До нее он искренне радуется комфортной жизни во Франции, откровенно наслаждается плодами победы, и вот — он командует корпусом в группе армий «Центр». Он полон предрассудков: русские пространства враждебны, русские деревня и города — сплошное убожество (кроме некоторых церквей), «русский совершенно пассивен, он делает, что ему приказано <...> он свыкается с плачевнейшими условиями жизни и не чувствует малейшей потребности их изменить». Зимой, например, русские (генерал поначалу не очень различает белорусов, русских и украинцев) не работают, а только лежат на печи, и даже сама одежда их вызывает у него презрение и раздражение. Впрочем, после наступления морозов генерал с удовольствием натягивает валенки с калошами и меховую шапку. И он совершенно не видит противоречия между своими утверждениями о «пассивности» русских и не раз отмечаемой им волей народа к сопротивлению: «...Не создается впечатления, что русская воля к сопротивлению сломлена. Пока есть ощущение, что война, даже в случае захвата Москвы, продолжится где-нибудь в глубине этой бесконечной страны».

Правда, надо сказать, что генерала бросает из стороны в сторону. В периоды успехов он с удовольствием передает показания пленных (или передает доклады подчиненных о допросах) о том, что солдаты воюют только из страха перед комиссарами, надеется на скорую победу в начале июля, а затем в октябре 1941 г. под Москвой, заявляет, что «К концу месяца [октября — С. С.] у него не останется ни его столицы, ни знаменитого промышленного региона в Донецком бассейне, а армия будет чудовищно ослаблена». Даже 8 ноября, жалуясь на холод, он уверен: «Но главное то, что они все равно проиграют в войне». 11 декабря (несколькими днями раньше началось контрнаступление Красной армии под Москвой) Хейнрици уже смиряется, что «русский будет разбит лишь после того, как потерпит поражение в новой летней кампании 1942 г.». Но 20 декабря, когда корпусу Хейнрици грозит окружение, он признает: «русского совершенно недооценили», теперь все выглядит «угнетающе», генерала охватывает фатализм... и он начинает все время вспоминать господа, в дневник все чаще и чаще врезаются мольбы и жалобы, адресованные всевышнему. Этот разрыв выглядит настолько пошло и жалко, что создается впечатление, что перед нами литературная стилизация. Однако нет — перед нами генеральский «окопный дневник», а предстающий перед нами обыватель — на самом деле высокопоставленная часть военной машины вермахта.

Задания:
1. Ответьте по фрагменту о дневнике генерала Хейнрици:
(а) В какой группе армий генерал командует корпусом?
(б) Что генерал с удовольствием надевает после наступления морозов?
(в) Что он признает 20 декабря, когда корпусу грозит окружение?
2. Перечислите все даты во фрагменте о дневнике генерала Хейнрици, в которых указаны и число, и месяц.
3. Продолжите фрагмент о дневнике генерала Хейнрици, начав сразу после его последнего предложения.

Данные записей:
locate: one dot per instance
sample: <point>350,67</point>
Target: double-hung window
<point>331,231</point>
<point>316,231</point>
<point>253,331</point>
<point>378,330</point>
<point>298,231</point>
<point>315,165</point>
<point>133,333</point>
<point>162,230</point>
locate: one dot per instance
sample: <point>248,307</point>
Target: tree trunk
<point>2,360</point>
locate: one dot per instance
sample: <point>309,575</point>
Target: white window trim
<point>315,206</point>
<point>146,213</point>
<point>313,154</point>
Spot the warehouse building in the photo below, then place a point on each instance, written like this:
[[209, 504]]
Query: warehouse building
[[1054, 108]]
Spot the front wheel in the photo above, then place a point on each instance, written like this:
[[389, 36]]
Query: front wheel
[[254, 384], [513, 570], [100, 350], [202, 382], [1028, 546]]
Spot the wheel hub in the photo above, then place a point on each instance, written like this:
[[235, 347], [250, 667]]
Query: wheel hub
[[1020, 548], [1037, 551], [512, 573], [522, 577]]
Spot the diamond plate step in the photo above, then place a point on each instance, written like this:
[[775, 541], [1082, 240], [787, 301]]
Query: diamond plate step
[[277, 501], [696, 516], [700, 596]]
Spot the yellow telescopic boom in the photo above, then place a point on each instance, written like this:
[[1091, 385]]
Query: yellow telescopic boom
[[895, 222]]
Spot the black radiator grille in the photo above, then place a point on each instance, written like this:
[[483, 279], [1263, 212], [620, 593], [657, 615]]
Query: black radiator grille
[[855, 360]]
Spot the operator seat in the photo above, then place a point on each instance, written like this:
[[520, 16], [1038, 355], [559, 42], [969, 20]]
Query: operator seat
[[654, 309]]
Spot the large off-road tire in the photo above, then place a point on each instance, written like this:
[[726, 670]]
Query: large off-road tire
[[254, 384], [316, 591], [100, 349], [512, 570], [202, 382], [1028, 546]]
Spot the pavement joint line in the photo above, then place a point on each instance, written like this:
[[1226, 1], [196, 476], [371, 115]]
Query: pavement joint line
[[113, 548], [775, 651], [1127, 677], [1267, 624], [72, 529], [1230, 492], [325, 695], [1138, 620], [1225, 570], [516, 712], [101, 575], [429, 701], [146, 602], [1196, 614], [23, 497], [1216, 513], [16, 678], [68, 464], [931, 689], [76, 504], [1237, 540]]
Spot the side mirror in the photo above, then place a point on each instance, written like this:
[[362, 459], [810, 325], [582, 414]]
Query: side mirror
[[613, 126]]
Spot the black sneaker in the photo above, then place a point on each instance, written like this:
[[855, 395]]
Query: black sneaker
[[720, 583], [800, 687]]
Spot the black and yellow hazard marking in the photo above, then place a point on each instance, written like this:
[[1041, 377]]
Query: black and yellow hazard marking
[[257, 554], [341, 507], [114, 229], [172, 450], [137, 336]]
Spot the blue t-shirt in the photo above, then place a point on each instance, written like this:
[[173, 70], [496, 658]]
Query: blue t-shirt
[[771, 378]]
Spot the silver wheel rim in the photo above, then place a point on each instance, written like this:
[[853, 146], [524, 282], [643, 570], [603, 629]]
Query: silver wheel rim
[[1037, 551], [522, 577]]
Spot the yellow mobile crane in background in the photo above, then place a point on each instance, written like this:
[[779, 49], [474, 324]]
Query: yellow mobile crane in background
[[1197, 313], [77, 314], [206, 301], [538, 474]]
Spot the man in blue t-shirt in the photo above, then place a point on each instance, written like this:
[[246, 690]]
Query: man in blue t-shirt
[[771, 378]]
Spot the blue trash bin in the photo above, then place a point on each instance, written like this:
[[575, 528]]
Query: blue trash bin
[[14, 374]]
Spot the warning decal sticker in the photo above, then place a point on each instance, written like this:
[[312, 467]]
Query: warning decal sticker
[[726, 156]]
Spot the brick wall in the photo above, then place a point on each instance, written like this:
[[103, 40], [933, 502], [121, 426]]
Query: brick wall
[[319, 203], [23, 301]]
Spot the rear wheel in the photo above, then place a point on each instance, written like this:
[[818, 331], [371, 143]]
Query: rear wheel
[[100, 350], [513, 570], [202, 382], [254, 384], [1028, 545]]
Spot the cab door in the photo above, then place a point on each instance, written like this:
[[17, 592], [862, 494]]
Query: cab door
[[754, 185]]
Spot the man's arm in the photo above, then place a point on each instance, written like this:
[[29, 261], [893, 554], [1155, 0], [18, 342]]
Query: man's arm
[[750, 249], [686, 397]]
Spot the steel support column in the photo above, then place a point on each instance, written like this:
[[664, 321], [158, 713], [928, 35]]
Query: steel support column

Ответы:
1.
(а) В группе армий «Центр».
(б) Валенки с калошами и меховую шапку.
(в) Он признает, что «русского совершенно недооценили».

2. 8 ноября, 11 декабря, 20 декабря.

3.
Теперь генерал реже — судя по опубликованным частям дневника — вспоминает про свои планы колониального раздела России. 11 декабря 1941 г. он заключал после прочтения рассказа Толстого:

«Его рассказ „Утро помещика“ рисует крестьян, которых мы видим ежедневно: добродушных, послушных, но без всякой инициативы, сами они ни за что не берутся, даже наоборот, отвергают все благое, если оно мешает полюбившемуся порядку вещей. И знать не хотят о каких-либо улучшениях. С такими людьми прогресса не достигнешь. С учетом такого положения вещей мой переводчик говорит: два немецких протектората уже образованы. Они станут хорошими колониями. Остаток России распадется на самостоятельные республики. Советское правительство само уже это подготовило. До Байкала они будут зависимы от Германии, а дальше — от Японии. Тем самым проблема России будет решена».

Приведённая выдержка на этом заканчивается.